■ **GIVEN REQUEST**
Rewrite every one of the records below, putting "Item to locate" in place of each "Object to detect" and leaving everything else unchanged.

[start]

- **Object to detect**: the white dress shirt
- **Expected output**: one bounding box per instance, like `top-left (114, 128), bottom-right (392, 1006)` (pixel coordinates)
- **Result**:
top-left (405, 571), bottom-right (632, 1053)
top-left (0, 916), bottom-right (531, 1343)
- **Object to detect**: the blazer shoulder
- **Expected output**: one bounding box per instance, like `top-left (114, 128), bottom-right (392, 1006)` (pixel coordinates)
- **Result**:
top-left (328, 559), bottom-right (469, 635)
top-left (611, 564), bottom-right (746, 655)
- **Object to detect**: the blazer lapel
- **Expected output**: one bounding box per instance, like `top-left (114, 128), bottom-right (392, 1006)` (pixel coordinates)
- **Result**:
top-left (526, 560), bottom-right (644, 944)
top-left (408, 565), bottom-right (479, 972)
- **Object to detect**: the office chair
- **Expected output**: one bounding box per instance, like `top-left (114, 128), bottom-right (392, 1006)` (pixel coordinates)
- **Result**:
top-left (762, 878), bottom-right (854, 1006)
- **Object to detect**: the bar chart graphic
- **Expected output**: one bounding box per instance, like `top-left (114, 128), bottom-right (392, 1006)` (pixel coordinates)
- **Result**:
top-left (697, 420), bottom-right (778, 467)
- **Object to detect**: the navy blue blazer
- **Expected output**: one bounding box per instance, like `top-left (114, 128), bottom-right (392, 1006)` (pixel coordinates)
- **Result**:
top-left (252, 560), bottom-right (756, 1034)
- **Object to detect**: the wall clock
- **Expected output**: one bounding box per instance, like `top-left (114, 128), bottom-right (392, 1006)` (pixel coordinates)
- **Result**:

[end]

■ **FINAL RESULT**
- **Item to locate**: the white dress shirt
- **Expected output**: one bounding box per instance, like `top-left (114, 128), bottom-right (392, 1006)` (pixel coordinates)
- **Result**:
top-left (405, 571), bottom-right (632, 1053)
top-left (0, 916), bottom-right (531, 1343)
- **Item to locate**: the blazer shoulder
- **Expected output**: one bounding box per instance, like `top-left (114, 128), bottom-right (392, 1006)` (pixel coordinates)
- **Result**:
top-left (328, 559), bottom-right (469, 635)
top-left (611, 564), bottom-right (746, 655)
- **Item to locate**: the blazer lapel
- **Expected output**: one bounding box per instance, like `top-left (114, 128), bottom-right (392, 1006)` (pixel coordinates)
- **Result**:
top-left (526, 560), bottom-right (644, 944)
top-left (408, 565), bottom-right (479, 972)
- **Item to locate**: the office chair
- **Expected output**: one bounding box per instance, like `top-left (114, 128), bottom-right (392, 1006)` (pixel coordinates)
- **Result**:
top-left (762, 878), bottom-right (854, 1006)
- **Item to locate**: the bar chart graphic
- **Expected output**: one bounding box per instance, like `top-left (114, 128), bottom-right (392, 1006)` (pixel coordinates)
- **Result**:
top-left (697, 420), bottom-right (778, 467)
- **Item to locate**: the navy blue blazer
- **Expected output**: one bounding box per instance, like `top-left (114, 128), bottom-right (392, 1006)` (pixel coordinates)
- **Result**:
top-left (252, 560), bottom-right (756, 1034)
- **Item to locate**: the wall clock
- **Expected output**: one bounding box per instance, like `top-left (114, 128), bottom-right (392, 1006)` (pixel coordinates)
- **Result**:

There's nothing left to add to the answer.